• **Consigne de travail**: Rédigez, s'il vous plaît, la suite de la critique du film Les Intranquilles, en reprenant juste après sa dernière phrase.

Les Intranquilles : … Passionnément… à la folie.

Joachim Lafosse aime ausculter les problématiques de la famille, les membres qui la composent et leurs failles, leurs chutes, leurs dépressions. Chez Lafosse, ce n’est jamais tout beau tout rose, bien au contraire. Cela a débuté avec Nue Propriété jusqu’à À en Perdre la Raison, L’économie du Couple sur la cohabitation d’un couple en séparation avant de revenir sur le périple réconciliatoire entre une mère et son fils dans Continuer avec Virginie Efira.
Dans son nouveau long-métrage en salles le 29 septembre 2021, Joachim Lafosse explore la famille sous l’emprise de la maladie du père incarné par Damien Bonnard, artiste-peintre bipolaire qui se laisse aspirer par sa folie entraînant son génie artistique. Sa femme et son fils sont alors confrontés aux crises et à la résilience de celui-ci envers son traitement.

• **Matériel présenté**:
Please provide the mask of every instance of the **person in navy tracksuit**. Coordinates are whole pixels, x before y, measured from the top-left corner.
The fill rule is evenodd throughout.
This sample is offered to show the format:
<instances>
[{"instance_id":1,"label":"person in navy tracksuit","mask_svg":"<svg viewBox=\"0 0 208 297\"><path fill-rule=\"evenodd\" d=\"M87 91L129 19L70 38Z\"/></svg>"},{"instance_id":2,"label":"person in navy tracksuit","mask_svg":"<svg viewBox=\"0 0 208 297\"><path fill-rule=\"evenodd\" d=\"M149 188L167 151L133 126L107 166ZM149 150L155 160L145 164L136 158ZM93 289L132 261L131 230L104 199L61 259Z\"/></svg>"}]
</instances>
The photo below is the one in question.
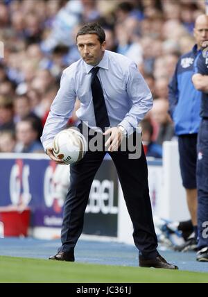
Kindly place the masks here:
<instances>
[{"instance_id":1,"label":"person in navy tracksuit","mask_svg":"<svg viewBox=\"0 0 208 297\"><path fill-rule=\"evenodd\" d=\"M208 40L208 16L203 16L205 41ZM208 42L205 42L207 46ZM196 260L208 262L208 46L201 50L194 63L192 80L196 90L201 91L201 122L198 137L197 189L198 228L199 241Z\"/></svg>"},{"instance_id":2,"label":"person in navy tracksuit","mask_svg":"<svg viewBox=\"0 0 208 297\"><path fill-rule=\"evenodd\" d=\"M175 124L175 133L178 136L180 167L183 186L186 189L187 201L195 232L179 251L196 248L197 244L197 189L196 160L197 134L200 121L200 92L191 82L194 60L204 40L205 33L200 26L205 20L199 16L195 24L194 36L196 44L192 50L182 56L176 65L175 74L168 85L169 112Z\"/></svg>"}]
</instances>

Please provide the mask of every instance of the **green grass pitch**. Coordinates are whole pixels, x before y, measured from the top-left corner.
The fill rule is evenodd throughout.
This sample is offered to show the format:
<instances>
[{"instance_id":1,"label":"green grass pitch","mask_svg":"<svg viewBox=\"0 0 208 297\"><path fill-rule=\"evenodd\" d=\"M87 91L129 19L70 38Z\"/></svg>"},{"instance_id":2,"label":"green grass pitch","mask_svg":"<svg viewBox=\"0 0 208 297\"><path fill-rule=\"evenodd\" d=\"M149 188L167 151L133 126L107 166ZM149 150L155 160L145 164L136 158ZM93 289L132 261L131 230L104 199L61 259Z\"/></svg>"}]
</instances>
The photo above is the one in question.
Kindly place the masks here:
<instances>
[{"instance_id":1,"label":"green grass pitch","mask_svg":"<svg viewBox=\"0 0 208 297\"><path fill-rule=\"evenodd\" d=\"M0 256L0 282L208 282L208 273Z\"/></svg>"}]
</instances>

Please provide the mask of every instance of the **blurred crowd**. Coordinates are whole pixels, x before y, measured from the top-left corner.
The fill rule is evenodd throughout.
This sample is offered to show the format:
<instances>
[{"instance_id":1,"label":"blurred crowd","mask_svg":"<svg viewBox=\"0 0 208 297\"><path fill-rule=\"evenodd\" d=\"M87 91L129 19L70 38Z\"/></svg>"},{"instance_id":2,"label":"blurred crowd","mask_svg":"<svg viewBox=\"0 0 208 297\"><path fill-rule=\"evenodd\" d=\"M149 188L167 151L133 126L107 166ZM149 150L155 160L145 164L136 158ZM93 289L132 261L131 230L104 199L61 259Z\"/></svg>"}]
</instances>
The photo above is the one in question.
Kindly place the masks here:
<instances>
[{"instance_id":1,"label":"blurred crowd","mask_svg":"<svg viewBox=\"0 0 208 297\"><path fill-rule=\"evenodd\" d=\"M76 33L98 22L107 49L133 60L150 88L143 141L152 144L147 155L161 158L163 142L174 137L168 84L179 56L194 44L202 13L204 0L1 1L0 152L43 152L40 137L62 71L80 58ZM69 125L76 120L74 112Z\"/></svg>"}]
</instances>

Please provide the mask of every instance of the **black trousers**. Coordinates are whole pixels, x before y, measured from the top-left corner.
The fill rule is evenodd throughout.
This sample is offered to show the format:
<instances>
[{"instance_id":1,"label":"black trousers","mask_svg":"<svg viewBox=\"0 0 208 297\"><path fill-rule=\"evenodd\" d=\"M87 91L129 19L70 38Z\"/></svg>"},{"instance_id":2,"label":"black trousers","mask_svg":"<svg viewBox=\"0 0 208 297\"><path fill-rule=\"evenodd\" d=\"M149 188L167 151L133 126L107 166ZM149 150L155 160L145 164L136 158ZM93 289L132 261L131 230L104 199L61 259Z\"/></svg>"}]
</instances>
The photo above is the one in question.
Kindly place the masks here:
<instances>
[{"instance_id":1,"label":"black trousers","mask_svg":"<svg viewBox=\"0 0 208 297\"><path fill-rule=\"evenodd\" d=\"M87 151L83 160L70 165L71 185L64 205L60 251L73 251L81 235L91 185L105 151ZM129 159L128 151L110 153L115 164L133 228L133 238L140 255L157 257L146 156L142 148L138 159Z\"/></svg>"}]
</instances>

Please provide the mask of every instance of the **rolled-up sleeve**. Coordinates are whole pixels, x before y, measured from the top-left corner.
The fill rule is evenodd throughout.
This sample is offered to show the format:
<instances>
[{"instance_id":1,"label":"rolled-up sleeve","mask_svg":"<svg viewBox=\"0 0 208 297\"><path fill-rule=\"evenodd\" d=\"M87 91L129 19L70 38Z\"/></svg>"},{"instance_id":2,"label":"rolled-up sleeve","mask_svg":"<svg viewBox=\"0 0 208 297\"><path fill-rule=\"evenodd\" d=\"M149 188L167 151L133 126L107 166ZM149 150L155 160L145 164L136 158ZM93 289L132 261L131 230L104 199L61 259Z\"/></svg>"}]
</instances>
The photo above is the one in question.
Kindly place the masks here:
<instances>
[{"instance_id":1,"label":"rolled-up sleeve","mask_svg":"<svg viewBox=\"0 0 208 297\"><path fill-rule=\"evenodd\" d=\"M72 76L64 70L40 138L45 151L51 146L55 135L64 128L71 116L76 98L74 85Z\"/></svg>"},{"instance_id":2,"label":"rolled-up sleeve","mask_svg":"<svg viewBox=\"0 0 208 297\"><path fill-rule=\"evenodd\" d=\"M130 65L125 76L126 92L132 107L119 124L129 133L138 126L146 114L152 108L153 99L151 92L135 63Z\"/></svg>"}]
</instances>

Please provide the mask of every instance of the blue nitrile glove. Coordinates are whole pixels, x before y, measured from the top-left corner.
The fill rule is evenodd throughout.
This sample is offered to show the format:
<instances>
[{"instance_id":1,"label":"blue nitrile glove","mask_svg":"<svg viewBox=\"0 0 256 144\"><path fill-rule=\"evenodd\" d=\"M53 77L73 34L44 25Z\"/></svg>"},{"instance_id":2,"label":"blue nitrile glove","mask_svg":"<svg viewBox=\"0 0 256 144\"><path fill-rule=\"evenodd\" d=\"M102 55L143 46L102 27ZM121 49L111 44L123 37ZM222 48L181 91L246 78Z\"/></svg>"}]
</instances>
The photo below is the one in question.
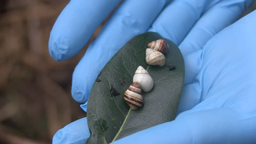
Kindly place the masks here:
<instances>
[{"instance_id":1,"label":"blue nitrile glove","mask_svg":"<svg viewBox=\"0 0 256 144\"><path fill-rule=\"evenodd\" d=\"M76 54L119 1L72 0L51 33L52 57L64 61ZM98 74L130 39L157 32L184 57L179 115L113 143L256 143L256 11L229 26L253 1L125 0L75 68L74 98L87 101ZM81 106L85 111L86 106ZM53 144L84 144L89 136L85 118L58 131Z\"/></svg>"}]
</instances>

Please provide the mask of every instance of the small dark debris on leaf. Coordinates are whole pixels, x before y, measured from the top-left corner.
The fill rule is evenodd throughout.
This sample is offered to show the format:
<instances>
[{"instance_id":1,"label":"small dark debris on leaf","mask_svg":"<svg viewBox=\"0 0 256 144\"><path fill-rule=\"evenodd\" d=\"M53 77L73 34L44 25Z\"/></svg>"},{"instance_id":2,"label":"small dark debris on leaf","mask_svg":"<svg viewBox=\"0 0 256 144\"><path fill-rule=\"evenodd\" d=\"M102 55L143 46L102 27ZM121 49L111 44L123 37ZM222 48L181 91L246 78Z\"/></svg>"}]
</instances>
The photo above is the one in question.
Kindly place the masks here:
<instances>
[{"instance_id":1,"label":"small dark debris on leaf","mask_svg":"<svg viewBox=\"0 0 256 144\"><path fill-rule=\"evenodd\" d=\"M98 77L97 77L97 79L96 79L96 81L98 82L100 82L101 81L100 79L98 79L98 77L101 75L101 72L100 72L100 74L98 75Z\"/></svg>"},{"instance_id":2,"label":"small dark debris on leaf","mask_svg":"<svg viewBox=\"0 0 256 144\"><path fill-rule=\"evenodd\" d=\"M174 65L167 65L167 67L169 68L169 70L172 70L174 69L175 69L176 68L176 66Z\"/></svg>"},{"instance_id":3,"label":"small dark debris on leaf","mask_svg":"<svg viewBox=\"0 0 256 144\"><path fill-rule=\"evenodd\" d=\"M110 88L110 91L111 92L111 93L112 93L114 96L116 96L120 94L120 93L118 92L115 88L113 88L113 86L112 85L111 85L111 88Z\"/></svg>"}]
</instances>

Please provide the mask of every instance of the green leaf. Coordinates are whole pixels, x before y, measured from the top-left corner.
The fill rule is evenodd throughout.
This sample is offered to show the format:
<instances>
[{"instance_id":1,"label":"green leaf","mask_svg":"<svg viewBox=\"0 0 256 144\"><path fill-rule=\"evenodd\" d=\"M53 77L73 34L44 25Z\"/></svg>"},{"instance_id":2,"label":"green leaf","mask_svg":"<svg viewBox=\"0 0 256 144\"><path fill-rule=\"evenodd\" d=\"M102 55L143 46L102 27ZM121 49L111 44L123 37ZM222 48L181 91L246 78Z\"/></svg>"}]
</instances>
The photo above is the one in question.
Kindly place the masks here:
<instances>
[{"instance_id":1,"label":"green leaf","mask_svg":"<svg viewBox=\"0 0 256 144\"><path fill-rule=\"evenodd\" d=\"M163 39L170 49L163 67L148 64L146 49L148 44ZM167 64L174 65L169 70ZM123 95L133 83L139 65L146 69L154 81L150 91L142 93L144 104L133 110L126 103ZM87 119L90 137L86 144L109 144L124 137L174 119L184 80L183 57L178 47L159 34L147 32L131 39L112 58L101 71L100 82L94 83L89 97ZM122 80L125 82L121 85ZM113 96L111 85L120 92Z\"/></svg>"}]
</instances>

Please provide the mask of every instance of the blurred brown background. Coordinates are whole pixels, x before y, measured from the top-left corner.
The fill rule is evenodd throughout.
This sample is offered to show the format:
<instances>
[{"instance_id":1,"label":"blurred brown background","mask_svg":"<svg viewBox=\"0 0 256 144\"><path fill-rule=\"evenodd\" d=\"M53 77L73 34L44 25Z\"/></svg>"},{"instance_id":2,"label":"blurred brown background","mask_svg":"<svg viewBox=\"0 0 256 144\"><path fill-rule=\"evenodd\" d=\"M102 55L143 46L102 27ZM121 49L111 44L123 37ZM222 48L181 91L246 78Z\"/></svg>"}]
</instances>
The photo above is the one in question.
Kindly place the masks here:
<instances>
[{"instance_id":1,"label":"blurred brown background","mask_svg":"<svg viewBox=\"0 0 256 144\"><path fill-rule=\"evenodd\" d=\"M0 0L0 144L51 144L59 129L86 116L71 83L88 44L65 62L48 52L52 26L69 1Z\"/></svg>"}]
</instances>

• **Corrigé de l'exercice**:
Joachim Lafosse revient avec un sujet complexe traitant une part de sa vie, son père étant lui-même bipolaire. Il n’évite donc aucun artifice malaisant ni la moindre complaisance envers son personnage principal. L’axe est à hauteur d’homme permettant aux spectateurs d’assister et de vivre l’histoire en compagnie de Damien et Leïla gardant leurs noms, comme une mise en place naturaliste pour capturer le plus d’authenticité possible. La démarche fonctionne dès les premières minutes sur cette plage où l’enfant conduit seul un bateau et où Leïla guette le retour à la nage de son mari. Il est suractif dormant peu quitte à réparer les mobylettes à deux heures du matin. Le couple est en pleine épreuve quand le spectateur débarque dans la vie de cette famille sous le tumulte des potentielles crises du mari. On n’assistera pas à la première après un départ en voiture pour de la glace. On a perçu les symptômes et ce qui va se tramer plus tard jusque dans la classe du petit Amine assistant aux chutes du père, ses dépressions et son abandon de lui-même. Amine que Leïla protège au mieux des dérapages d’un père qui vrille empoisonnant le quotidien tranquille au soleil de cette femme rénovatrice d’objets.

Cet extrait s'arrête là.